* Data excerpts
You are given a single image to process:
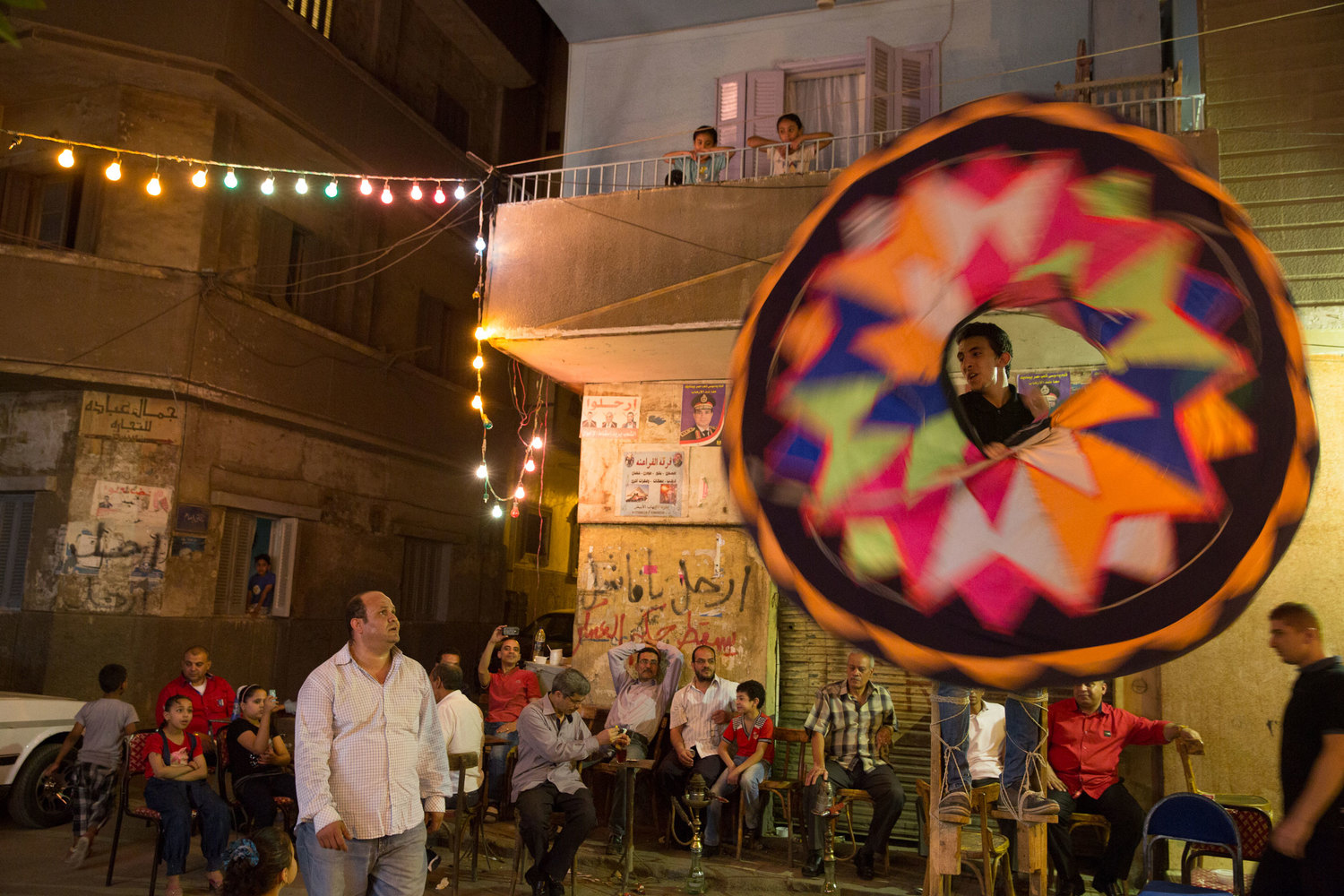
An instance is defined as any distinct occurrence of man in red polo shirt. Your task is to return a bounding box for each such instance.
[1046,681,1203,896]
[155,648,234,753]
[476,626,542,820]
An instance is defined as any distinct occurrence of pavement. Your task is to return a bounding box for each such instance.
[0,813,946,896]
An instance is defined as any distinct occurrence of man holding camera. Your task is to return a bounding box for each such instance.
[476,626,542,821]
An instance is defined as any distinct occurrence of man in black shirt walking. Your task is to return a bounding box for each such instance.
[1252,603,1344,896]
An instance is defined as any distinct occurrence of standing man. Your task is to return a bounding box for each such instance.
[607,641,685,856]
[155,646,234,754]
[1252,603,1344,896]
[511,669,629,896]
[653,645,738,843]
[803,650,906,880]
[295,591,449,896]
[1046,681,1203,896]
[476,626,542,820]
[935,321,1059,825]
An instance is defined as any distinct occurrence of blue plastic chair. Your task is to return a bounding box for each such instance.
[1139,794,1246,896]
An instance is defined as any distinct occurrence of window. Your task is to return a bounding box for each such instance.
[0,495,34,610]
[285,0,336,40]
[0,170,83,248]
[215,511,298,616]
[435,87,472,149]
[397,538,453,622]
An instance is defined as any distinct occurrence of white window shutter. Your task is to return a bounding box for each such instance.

* What this task involves
Put the entries from the line containing "An instance is defined as any distinct occurrence of man holding" through the line containing "[476,626,542,821]", inclusive, into a two-column CSV with header columns instruction and boxes. Write one row per entry, with each value in a single quoted field and line breaks replaced by spaces.

* Output of the task
instruction,boxes
"An instance is defined as any distinct occurrence of man holding camera. Your task is to return a bounding box for each such instance.","[476,626,542,821]"